____ Data for the task

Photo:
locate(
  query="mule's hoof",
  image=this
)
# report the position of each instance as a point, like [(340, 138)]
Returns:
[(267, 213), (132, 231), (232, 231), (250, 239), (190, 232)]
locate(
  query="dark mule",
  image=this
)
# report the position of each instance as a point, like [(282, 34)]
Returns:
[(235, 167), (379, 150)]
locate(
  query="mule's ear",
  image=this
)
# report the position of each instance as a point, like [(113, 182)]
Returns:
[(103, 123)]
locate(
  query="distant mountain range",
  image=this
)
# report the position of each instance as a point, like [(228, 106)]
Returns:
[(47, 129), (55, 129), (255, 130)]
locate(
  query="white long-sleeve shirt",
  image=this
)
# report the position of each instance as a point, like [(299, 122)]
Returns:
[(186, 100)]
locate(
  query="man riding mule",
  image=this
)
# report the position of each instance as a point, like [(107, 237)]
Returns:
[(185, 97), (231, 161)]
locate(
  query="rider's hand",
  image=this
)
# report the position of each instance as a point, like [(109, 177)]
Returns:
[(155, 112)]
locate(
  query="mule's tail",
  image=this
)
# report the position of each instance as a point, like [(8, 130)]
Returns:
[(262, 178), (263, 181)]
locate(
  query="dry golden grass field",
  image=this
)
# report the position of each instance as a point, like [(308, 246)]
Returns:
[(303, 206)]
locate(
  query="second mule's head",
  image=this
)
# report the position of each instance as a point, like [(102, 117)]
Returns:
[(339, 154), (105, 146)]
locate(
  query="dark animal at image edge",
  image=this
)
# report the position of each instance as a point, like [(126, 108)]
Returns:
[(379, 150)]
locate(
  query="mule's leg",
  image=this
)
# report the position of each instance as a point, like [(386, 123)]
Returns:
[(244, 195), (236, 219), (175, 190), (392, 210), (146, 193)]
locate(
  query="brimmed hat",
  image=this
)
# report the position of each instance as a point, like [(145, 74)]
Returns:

________

Task to complete
Write out the entire listing above again, line for line, without changing anything.

Reply
Photo:
locate(
  query="mule's hoof",
  image=this
)
# report the position of each instance as a point, like [(340, 138)]
Returns:
[(267, 213), (132, 231), (232, 231), (250, 239), (190, 232)]
locate(
  query="dark mule",
  image=this
)
# report the position of each instance as a point, like [(282, 34)]
Returns:
[(235, 167), (379, 150)]
locate(
  query="mule's ear",
  image=this
)
# report the position of each instance as a point, like [(113, 182)]
Returns:
[(103, 123)]
locate(
  query="distant mountain range",
  image=this
)
# report the position of each instance as a point, like [(228, 106)]
Returns:
[(47, 129), (55, 129), (255, 130)]
locate(
  query="white long-sleeve shirt",
  image=this
)
# report the position of each instance as a point, like [(299, 122)]
Returns:
[(186, 100)]
locate(
  query="man riding mule",
  image=this
)
# report the position of each instance as a point, like [(107, 237)]
Returns:
[(185, 97), (231, 161)]
locate(
  query="rider's hand",
  image=this
)
# report the position of each instance as a point, like [(109, 177)]
Returns:
[(155, 112)]
locate(
  query="mule's tail",
  image=this
)
# report the position of each instance as a point, like [(8, 130)]
Returns:
[(262, 178), (263, 181)]
locate(
  query="dry golden grass field",
  image=this
)
# report the position of each instance as a point, like [(308, 246)]
Returns:
[(303, 206)]
locate(
  query="second mule's head",
  image=this
)
# report the position of each instance as a point, like [(102, 117)]
Returns:
[(339, 154), (105, 146)]
locate(
  query="dark animal at image edge",
  image=this
)
# report the position of each instance as a point, like [(126, 108)]
Returns:
[(379, 150)]
locate(
  query="mule's leg",
  image=this
)
# report the position of each instance as a point, like [(386, 123)]
Returns:
[(244, 195), (236, 219), (175, 190), (392, 210), (146, 193)]
locate(
  query="brimmed hat",
  image=this
)
# report the position of each instance as a point, like [(145, 74)]
Returns:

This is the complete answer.